## What you should do:
Update the DADS text, starting at "Because of all" and ending at "or probation officers.", and write that part out with "brain" changed to "mind".

## Text:
──────────
Because of all she was doing, Jeanett came to understand the diverse and complicated laws around child support and parenting. And, said Marvin, “We started wondering if we could take what we learned to help those people we got high with, did crime with, did time with.”
Learning by doing
If Marvin Charles is the face of DADS, he likes to say, his wife is the brain.
Jeanett reaches about 250 new clients a year, the majority of them are formerly incarcerated men who learn about the program from other fathers or probation officers.
In the beginning, almost all were African American, Marvin said. Now, “Our client base includes Whites, Blacks, Muslims, Christians, Hispanic, Asians… If you were to ask me, that’s the part I am most proud of.”
Most are seeking help with child support payments and increasingly, Jeanett said, they want to develop parenting plans to help establish visitation or gain custody of their children.
She doesn’t do the work for them, but rather uses what she knows to help them navigate the system and become their own advocates.
──────────
## Extracted entries:
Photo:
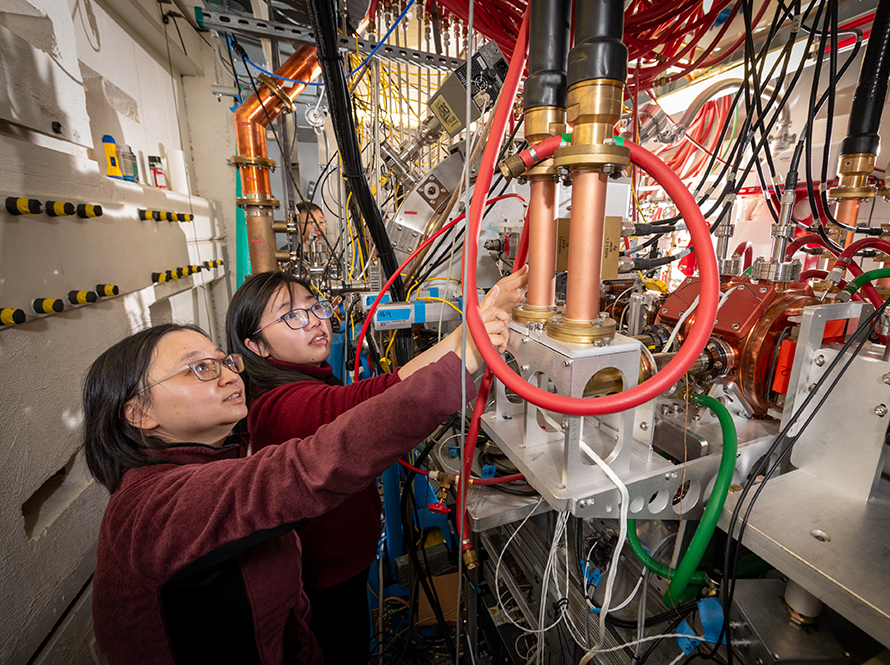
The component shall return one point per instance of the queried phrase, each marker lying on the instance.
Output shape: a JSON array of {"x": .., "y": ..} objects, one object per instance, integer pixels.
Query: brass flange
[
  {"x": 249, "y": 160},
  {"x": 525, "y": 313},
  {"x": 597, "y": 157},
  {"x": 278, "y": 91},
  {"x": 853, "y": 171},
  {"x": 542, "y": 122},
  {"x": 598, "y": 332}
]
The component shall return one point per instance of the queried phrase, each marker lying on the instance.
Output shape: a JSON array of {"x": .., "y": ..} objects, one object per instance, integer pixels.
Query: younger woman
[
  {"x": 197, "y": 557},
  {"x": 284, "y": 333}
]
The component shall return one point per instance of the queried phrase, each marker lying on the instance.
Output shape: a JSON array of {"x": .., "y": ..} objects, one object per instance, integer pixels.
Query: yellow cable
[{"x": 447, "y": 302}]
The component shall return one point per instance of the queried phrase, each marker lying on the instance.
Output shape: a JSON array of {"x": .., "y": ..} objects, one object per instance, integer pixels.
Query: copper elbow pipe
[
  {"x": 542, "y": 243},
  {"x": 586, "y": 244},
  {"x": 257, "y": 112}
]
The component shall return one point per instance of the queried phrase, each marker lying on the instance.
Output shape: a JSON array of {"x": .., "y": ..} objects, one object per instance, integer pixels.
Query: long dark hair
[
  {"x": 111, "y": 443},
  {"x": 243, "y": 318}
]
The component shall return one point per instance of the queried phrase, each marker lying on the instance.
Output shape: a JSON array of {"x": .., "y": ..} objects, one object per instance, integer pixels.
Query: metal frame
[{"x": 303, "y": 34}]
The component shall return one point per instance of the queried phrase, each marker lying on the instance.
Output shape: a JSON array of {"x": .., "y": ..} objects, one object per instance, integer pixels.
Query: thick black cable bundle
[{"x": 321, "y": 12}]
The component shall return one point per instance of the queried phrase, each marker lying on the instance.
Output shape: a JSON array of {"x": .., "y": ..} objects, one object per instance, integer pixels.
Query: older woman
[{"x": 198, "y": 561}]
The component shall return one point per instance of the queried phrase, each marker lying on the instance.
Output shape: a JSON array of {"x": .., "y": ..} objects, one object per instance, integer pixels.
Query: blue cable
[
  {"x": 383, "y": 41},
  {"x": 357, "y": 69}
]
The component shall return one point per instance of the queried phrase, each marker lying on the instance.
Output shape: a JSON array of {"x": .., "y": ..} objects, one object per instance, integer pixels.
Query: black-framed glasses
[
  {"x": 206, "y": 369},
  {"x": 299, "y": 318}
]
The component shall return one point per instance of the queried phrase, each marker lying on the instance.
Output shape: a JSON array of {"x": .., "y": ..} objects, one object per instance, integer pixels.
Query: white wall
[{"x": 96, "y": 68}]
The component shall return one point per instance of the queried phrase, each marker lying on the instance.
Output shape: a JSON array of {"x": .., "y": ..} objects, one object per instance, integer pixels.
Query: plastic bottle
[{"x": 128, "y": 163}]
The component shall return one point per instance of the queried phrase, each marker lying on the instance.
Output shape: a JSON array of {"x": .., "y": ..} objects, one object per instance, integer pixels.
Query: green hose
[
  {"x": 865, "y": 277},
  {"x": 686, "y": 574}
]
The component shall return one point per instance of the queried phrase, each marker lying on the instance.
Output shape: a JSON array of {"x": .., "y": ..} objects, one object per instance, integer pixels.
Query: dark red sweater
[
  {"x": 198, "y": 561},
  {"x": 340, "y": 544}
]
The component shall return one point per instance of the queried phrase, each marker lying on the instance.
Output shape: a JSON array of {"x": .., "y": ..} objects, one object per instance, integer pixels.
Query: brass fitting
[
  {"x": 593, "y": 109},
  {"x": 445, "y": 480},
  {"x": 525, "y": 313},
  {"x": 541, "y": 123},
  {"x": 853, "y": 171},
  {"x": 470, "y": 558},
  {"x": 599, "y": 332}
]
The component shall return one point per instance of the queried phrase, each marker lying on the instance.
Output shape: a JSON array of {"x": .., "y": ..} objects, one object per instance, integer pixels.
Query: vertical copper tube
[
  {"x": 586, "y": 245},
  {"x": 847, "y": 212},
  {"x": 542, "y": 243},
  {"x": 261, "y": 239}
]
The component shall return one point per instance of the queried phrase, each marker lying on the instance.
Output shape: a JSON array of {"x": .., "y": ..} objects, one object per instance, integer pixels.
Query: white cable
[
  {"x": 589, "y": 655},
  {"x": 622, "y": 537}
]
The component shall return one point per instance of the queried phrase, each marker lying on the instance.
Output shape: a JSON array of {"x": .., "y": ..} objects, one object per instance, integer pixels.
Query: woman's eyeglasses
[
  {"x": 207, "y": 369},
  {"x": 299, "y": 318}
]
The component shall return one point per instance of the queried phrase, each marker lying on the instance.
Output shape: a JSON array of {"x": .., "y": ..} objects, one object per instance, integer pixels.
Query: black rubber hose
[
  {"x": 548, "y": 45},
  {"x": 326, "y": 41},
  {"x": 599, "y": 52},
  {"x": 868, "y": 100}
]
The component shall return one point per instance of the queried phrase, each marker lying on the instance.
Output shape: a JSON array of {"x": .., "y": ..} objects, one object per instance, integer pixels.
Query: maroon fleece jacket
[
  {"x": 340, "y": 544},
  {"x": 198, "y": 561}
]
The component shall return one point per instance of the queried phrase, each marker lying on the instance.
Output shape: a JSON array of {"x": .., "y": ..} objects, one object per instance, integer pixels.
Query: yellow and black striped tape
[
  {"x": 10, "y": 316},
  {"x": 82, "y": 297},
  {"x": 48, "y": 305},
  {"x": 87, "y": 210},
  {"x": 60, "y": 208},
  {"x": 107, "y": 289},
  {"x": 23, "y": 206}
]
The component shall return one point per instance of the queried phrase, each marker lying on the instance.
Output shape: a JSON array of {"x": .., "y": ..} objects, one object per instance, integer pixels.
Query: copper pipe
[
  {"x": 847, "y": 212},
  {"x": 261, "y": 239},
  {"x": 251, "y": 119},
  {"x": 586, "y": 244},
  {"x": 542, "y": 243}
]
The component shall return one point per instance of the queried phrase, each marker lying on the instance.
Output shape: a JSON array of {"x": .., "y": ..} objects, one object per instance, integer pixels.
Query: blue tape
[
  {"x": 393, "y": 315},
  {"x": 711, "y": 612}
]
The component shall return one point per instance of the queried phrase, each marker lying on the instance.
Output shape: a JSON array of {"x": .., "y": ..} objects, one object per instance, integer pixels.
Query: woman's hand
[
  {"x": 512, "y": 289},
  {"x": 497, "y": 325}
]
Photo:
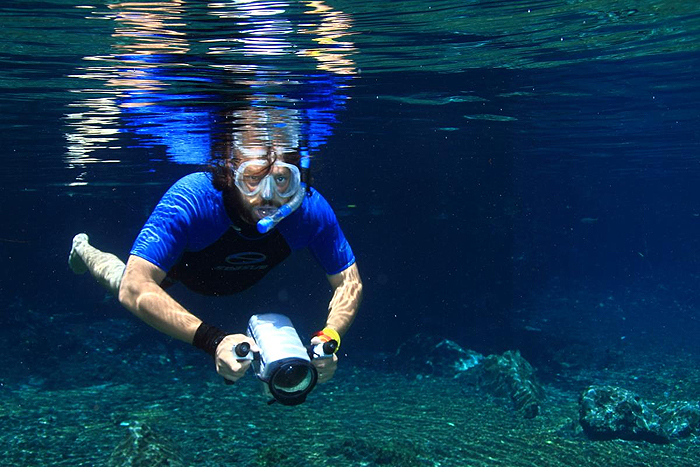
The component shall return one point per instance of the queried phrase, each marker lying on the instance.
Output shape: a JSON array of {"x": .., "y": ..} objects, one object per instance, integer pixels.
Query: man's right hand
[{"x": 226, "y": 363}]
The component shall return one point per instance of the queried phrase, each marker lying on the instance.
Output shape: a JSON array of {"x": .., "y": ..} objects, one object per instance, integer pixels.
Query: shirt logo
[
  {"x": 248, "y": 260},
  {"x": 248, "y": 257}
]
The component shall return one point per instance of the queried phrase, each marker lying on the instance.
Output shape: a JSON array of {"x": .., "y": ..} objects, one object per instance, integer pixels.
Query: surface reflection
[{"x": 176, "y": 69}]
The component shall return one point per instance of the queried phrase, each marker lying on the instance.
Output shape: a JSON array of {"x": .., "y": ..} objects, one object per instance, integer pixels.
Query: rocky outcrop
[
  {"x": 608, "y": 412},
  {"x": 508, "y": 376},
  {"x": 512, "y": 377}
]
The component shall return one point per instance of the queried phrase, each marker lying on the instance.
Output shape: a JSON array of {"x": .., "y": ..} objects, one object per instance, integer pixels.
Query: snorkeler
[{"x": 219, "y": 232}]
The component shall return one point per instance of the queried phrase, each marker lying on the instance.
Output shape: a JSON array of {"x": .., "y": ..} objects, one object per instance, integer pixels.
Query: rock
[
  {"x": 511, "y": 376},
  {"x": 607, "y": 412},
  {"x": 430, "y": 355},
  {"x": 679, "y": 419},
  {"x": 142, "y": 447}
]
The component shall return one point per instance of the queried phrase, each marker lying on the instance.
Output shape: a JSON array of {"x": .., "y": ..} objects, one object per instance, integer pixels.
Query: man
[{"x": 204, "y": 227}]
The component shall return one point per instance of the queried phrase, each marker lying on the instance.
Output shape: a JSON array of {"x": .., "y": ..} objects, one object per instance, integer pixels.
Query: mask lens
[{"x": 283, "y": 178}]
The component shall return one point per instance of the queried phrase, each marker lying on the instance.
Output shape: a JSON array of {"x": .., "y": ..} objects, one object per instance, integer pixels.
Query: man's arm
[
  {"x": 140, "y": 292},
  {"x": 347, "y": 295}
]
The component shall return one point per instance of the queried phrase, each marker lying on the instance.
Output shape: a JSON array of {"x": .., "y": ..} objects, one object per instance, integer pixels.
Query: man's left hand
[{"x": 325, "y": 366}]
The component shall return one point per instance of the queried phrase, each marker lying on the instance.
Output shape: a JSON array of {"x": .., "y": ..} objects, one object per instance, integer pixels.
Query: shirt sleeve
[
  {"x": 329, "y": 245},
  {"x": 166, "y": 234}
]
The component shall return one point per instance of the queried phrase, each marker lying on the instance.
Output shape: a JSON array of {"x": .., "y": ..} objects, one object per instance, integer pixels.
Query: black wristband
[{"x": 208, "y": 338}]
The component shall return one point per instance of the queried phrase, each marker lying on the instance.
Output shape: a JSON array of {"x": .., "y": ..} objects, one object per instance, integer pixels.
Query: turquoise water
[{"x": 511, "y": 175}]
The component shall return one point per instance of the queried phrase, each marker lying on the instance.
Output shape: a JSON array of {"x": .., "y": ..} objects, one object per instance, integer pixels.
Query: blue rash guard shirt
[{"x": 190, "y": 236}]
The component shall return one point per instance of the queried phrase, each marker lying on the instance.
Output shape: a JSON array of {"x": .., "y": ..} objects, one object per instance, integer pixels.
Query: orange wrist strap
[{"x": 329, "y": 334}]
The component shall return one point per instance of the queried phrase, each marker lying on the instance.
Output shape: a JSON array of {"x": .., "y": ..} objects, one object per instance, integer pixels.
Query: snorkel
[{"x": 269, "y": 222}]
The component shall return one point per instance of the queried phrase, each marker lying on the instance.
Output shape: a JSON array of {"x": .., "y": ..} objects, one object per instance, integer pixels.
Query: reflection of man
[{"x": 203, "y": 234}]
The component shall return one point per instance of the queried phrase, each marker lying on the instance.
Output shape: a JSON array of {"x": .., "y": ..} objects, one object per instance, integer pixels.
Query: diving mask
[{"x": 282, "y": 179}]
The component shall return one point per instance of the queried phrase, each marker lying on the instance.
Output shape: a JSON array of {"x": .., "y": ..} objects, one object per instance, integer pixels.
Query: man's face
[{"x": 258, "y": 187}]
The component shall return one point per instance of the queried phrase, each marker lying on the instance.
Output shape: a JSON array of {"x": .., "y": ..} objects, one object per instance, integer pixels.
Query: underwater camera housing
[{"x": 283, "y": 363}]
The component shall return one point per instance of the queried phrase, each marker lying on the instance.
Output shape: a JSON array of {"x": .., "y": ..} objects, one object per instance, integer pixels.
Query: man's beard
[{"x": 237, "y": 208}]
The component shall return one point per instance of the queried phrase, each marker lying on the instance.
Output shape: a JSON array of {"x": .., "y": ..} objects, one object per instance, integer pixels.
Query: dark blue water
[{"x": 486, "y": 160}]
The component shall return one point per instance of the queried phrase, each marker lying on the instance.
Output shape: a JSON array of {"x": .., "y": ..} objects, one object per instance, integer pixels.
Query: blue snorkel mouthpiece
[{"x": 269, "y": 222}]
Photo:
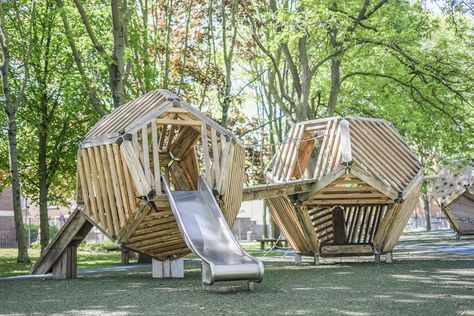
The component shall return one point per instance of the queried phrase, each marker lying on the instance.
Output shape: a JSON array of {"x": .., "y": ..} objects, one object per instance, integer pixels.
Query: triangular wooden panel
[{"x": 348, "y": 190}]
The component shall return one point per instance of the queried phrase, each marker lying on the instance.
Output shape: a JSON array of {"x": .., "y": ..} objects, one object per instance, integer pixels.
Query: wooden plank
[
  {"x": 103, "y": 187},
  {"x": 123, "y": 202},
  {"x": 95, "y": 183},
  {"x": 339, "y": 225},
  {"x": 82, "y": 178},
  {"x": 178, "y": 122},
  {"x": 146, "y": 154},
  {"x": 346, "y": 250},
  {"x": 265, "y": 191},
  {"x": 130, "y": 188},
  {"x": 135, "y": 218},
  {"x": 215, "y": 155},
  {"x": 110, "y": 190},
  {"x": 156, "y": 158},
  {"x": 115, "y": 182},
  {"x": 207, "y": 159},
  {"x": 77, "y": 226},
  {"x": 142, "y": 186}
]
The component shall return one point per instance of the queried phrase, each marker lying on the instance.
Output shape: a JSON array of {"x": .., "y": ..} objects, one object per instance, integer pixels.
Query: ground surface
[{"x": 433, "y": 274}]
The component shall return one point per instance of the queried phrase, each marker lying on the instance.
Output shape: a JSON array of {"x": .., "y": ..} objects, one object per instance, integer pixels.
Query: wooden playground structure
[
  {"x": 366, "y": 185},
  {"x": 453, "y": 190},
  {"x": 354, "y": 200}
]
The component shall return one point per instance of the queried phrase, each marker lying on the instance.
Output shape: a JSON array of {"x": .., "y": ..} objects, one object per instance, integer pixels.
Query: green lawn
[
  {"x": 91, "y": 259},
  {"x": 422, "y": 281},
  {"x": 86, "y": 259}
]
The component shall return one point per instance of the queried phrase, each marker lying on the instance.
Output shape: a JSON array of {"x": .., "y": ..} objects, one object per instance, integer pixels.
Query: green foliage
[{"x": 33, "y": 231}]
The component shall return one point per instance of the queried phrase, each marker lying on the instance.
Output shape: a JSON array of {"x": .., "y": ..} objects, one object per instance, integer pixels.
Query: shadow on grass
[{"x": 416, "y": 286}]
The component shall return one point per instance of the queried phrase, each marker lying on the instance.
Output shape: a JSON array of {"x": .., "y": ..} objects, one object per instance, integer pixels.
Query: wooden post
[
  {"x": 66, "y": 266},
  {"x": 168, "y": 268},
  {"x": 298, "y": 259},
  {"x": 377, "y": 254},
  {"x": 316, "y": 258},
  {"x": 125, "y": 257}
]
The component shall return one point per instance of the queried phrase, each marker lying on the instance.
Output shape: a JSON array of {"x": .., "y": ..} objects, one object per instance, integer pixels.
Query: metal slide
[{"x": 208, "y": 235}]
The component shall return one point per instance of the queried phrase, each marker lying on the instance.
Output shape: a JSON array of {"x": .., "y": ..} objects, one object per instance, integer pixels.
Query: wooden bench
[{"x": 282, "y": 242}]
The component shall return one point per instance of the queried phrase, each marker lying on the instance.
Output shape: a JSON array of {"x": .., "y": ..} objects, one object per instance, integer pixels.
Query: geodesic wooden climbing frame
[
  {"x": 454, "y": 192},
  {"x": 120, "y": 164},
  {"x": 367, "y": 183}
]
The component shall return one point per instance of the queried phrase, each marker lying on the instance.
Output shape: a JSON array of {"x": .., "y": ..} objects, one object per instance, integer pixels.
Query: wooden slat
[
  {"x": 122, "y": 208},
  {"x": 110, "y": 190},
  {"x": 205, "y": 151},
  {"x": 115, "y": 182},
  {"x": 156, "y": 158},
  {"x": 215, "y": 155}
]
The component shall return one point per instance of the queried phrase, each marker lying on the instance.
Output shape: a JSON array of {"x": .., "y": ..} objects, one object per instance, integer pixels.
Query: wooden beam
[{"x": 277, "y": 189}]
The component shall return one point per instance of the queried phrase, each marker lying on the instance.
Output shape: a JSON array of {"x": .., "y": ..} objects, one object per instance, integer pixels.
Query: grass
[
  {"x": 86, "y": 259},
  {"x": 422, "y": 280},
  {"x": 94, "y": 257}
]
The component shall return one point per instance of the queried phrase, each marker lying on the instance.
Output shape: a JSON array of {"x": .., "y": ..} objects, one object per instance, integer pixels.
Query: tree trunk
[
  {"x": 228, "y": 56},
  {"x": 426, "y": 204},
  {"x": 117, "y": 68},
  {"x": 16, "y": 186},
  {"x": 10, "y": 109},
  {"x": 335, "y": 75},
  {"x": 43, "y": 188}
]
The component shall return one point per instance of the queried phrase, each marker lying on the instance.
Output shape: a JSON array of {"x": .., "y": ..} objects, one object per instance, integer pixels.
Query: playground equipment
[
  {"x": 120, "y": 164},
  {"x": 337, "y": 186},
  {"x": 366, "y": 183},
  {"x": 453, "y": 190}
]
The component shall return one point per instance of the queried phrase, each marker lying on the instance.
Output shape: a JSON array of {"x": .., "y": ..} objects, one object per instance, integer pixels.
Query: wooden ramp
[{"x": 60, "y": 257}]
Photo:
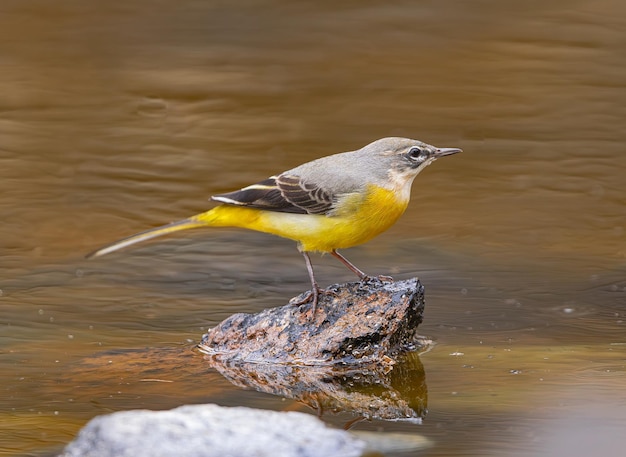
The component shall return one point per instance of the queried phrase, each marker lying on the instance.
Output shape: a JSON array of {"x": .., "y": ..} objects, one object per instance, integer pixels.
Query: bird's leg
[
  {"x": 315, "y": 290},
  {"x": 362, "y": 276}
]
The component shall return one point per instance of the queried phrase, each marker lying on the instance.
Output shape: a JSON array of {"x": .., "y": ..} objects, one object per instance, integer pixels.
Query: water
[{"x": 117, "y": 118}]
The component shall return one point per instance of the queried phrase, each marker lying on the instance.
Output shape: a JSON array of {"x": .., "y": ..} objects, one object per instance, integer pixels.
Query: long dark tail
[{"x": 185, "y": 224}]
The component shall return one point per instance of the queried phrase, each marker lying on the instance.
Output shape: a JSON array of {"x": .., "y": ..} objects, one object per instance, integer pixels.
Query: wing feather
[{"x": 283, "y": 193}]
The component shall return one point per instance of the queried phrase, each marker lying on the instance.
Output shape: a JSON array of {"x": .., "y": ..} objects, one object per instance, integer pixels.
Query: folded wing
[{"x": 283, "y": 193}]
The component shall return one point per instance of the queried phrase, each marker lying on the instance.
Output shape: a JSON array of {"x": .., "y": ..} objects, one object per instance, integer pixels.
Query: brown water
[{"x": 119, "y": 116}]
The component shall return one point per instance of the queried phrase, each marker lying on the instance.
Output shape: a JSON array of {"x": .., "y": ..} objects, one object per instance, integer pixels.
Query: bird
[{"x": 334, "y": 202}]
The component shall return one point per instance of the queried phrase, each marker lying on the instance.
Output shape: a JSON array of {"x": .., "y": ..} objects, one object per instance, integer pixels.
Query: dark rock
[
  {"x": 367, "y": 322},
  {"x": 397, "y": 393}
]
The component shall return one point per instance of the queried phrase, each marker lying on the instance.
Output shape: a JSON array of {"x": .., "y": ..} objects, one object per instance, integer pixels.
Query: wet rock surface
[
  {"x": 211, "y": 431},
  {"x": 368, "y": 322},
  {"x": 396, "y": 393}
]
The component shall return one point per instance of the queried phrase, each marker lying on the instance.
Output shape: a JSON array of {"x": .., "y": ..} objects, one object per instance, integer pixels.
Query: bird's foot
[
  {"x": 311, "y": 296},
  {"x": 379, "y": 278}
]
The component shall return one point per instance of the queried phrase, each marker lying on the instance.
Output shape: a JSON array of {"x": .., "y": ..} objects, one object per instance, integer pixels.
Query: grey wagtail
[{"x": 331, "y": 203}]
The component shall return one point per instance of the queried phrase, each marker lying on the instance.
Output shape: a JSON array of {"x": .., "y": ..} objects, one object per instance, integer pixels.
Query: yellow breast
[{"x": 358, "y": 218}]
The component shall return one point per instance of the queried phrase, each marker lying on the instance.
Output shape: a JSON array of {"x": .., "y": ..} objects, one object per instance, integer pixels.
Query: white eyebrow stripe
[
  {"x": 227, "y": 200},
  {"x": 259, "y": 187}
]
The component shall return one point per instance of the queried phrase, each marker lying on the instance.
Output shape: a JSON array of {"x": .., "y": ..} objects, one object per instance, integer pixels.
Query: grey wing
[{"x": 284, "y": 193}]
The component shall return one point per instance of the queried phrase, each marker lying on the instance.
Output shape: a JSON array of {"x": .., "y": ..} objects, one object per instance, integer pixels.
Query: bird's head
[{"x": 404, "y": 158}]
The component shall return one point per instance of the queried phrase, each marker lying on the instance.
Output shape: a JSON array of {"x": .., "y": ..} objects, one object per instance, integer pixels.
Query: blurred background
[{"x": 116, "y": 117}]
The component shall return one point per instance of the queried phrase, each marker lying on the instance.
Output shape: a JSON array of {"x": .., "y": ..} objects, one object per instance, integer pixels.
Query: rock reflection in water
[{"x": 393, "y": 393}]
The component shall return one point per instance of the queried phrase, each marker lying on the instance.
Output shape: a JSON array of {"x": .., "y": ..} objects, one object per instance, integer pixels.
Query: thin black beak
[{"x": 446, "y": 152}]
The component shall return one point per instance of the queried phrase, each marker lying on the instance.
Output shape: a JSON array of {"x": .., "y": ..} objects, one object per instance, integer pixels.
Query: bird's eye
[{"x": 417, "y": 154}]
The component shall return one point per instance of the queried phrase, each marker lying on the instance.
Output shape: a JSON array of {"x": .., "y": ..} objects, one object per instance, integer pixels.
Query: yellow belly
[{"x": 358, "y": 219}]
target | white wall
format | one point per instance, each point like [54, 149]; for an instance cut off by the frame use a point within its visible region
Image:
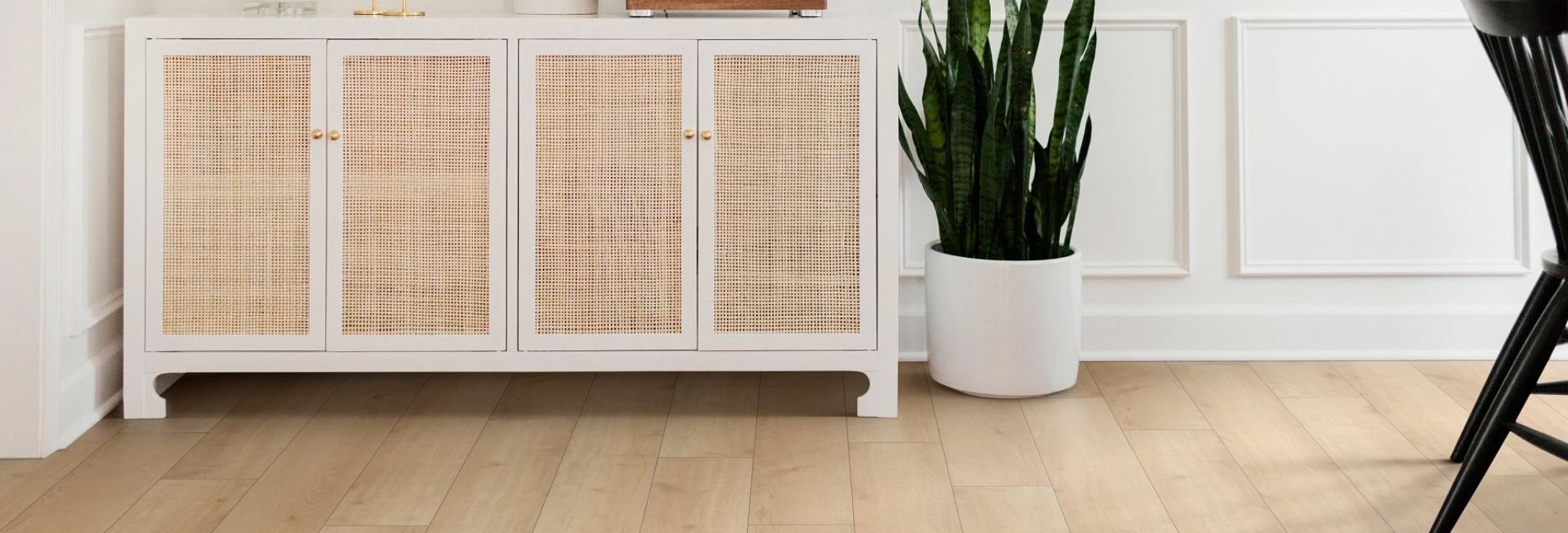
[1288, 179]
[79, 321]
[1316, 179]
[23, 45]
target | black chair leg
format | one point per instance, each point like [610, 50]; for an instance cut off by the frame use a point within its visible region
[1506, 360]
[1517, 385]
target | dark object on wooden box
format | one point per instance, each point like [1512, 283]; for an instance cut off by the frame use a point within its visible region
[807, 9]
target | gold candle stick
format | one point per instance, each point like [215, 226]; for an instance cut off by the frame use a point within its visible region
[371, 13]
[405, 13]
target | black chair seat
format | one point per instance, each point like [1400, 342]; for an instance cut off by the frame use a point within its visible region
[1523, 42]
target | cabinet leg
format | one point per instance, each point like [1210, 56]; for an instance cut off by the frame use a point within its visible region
──────────
## Exercise output:
Because of all she was doing, Jeanett came to understand the diverse and complicated laws around child support and parenting. And, said Marvin, “We started wondering if we could take what we learned to help those people we got high with, did crime with, did time with.”
Learning by doing
If Marvin Charles is the face of DADS, he likes to say, his wife is the mind.
Jeanett reaches about 250 new clients a year, the majority of them are formerly incarcerated men who learn about the program from other fathers or probation officers.